** Start SOURCE PASSAGE **
HARTFORD FIRE INSURANCE COMPANY, Plaintiff, Appellant, v. RHODE ISLAND PUBLIC TRANSIT AUTHORITY, Defendant, Appellee.

No. 00-1521.

Decided: December 05, 2000

Before BOUDIN, Circuit Judge, BOWNES, Senior Circuit Judge, and STAHL, Circuit Judge. John A. Donovan, III with whom Robert H. Gaynor and Sloane & Walsh, LLP were on brief for appellant. James E. Kelleher with whom Revens, Lanni, Revens & St. Pierre was on brief for appellee.

At issue on this appeal is the refusal of the district judge, as a matter of discretion, to entertain a declaratory judgment action brought by the Hartford Fire Insurance Company against the Rhode Island Public Transit Authority (“RIPTA”).   Hartford insures RIPTA under a commercial general liability policy.   The pertinent background of this appeal are two different actions brought against RIPTA in state court by individuals injured by RIPTA buses, Jean Kelly and Robert Heckman.   These cases in turn gave rise to two further lawsuits by Hartford against RIPTA in federal court.

The first accident occurred on June 8, 1995, when a pedestrian, Jean Kelly, was badly injured by a RIPTA bus in Cranston, Rhode Island.   She then sued RIPTA in Rhode Island Superior Court.  Kelly v. RIPTA, C.A. No. 95-4588 (Providence Super. Ct.) (“the Kelly case”).   In an amended complaint incident to a second trial, Kelly charged not only negligence in the operation of the bus (counts I, II, and V), but also negligence by RIPTA in maintaining the bus “turnaround” station where the accident occurred (count III) and breach of common carrier duty of care (count IV).1  RIPTA notified Hartford of Kelly's lawsuit.

The liability policy issued by Hartford to RIPTA contained the usual obligations to pay damages adjudged against RIPTA (the duty to indemnify), and to defend any suit seeking such damages (the duty to defend).   However, a provision in the policy excluded coverage for bodily injury or property damage “arising out of the ownership, maintenance, use or entrustment to others” of any motor vehicle designed for travel on public roads.

Although Hartford assigned defense counsel to represent RIPTA, it also sent a reservation of rights letter stating that the counts alleging negligent operation of the bus were outside the policy.   It later amended the letter to reserve its right to deny coverage to RIPTA for all of the claims, on the ground that Kelly's injuries ultimately arose out of RIPTA's ownership and use of a motor vehicle.   Trial in the state court began on February 9, 1998, and the jury returned a verdict for RIPTA on the three negligent operation of a motor vehicle counts and for Kelly on the premises maintenance and common carrier counts.

On February 20, 1998, Hartford filed a complaint in the federal district court in Rhode Island seeking a declaratory judgment that it owed RIPTA no duty under the policy either to defend or to indemnify RIPTA in the Kelly case.   On summary judgment, the district court held that the motor vehicle exclusion clause negated any duty of Hartford to indemnify, regardless of the way the counts were framed, because the accident grew out of the operation of the bus.  Hartford Fire Ins. Co. v. RIPTA, C.A. No. 98-094ML, slip op. at 15-16 (D.R.I. Mar. 31, 1999) (“the Hartford (Kelly) case”).
** End SOURCE PASSAGE **
** Start PROVIDED MATERIAL **
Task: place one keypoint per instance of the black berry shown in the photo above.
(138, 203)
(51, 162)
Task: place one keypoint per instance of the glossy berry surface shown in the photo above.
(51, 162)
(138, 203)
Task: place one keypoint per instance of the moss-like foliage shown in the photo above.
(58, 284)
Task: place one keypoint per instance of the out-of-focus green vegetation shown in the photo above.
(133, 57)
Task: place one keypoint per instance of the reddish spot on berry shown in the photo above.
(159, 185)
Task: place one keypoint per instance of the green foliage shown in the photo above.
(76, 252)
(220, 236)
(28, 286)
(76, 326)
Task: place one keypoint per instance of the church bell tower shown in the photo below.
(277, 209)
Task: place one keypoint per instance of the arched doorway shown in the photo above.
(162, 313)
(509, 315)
** End PROVIDED MATERIAL **
** Start PROVIDED MATERIAL **
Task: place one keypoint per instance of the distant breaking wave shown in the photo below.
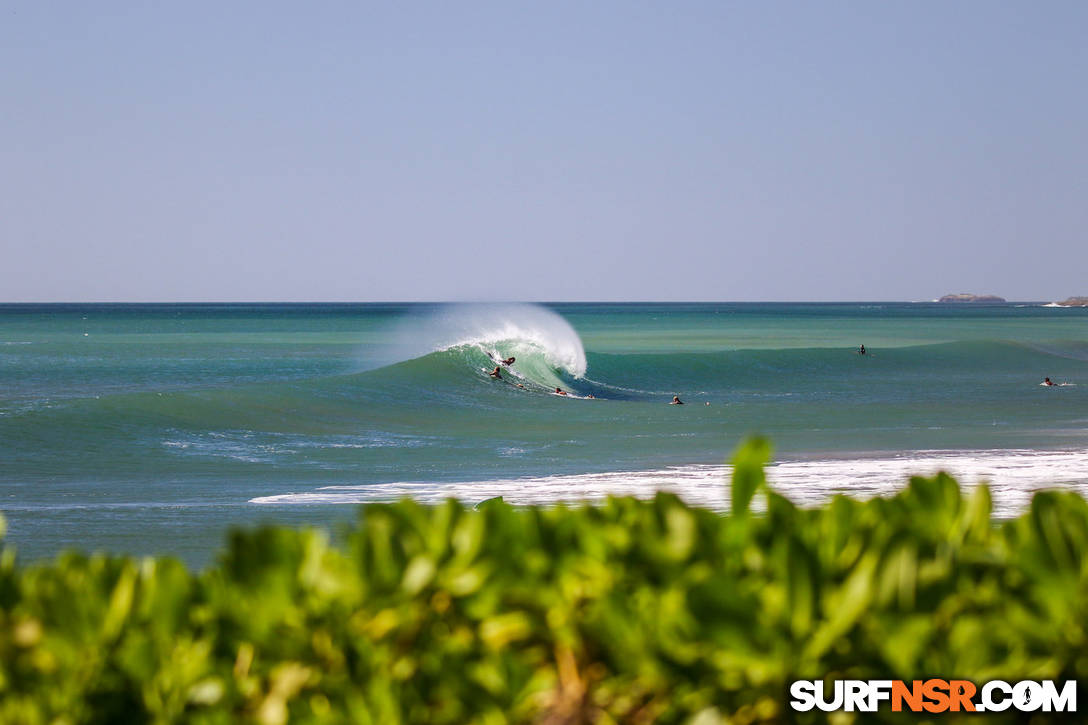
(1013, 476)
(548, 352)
** End PROVIDED MATERIAL **
### GIVEN PROBLEM A
Replace "on brief" with "of counsel" in the court opinion, and give the stretch from "Before BOUDIN, Circuit" through "brief for appellee." with that change.
### GIVEN PROBLEM B
List every line of the listing that contains the string "green". Case counts.

### REPLY A
Before BOUDIN, Circuit Judge, BOWNES, Senior Circuit Judge, and STAHL, Circuit Judge. John A. Donovan, III with whom Robert H. Gaynor and Sloane & Walsh, LLP were of counsel for appellant. James E. Kelleher with whom Revens, Lanni, Revens & St. Pierre was of counsel for appellee.

### REPLY B
Task: place one keypoint per instance of the out-of-focus green vegetation shown in the photo above.
Task: place one keypoint per instance of the green foliage shown in the photo above.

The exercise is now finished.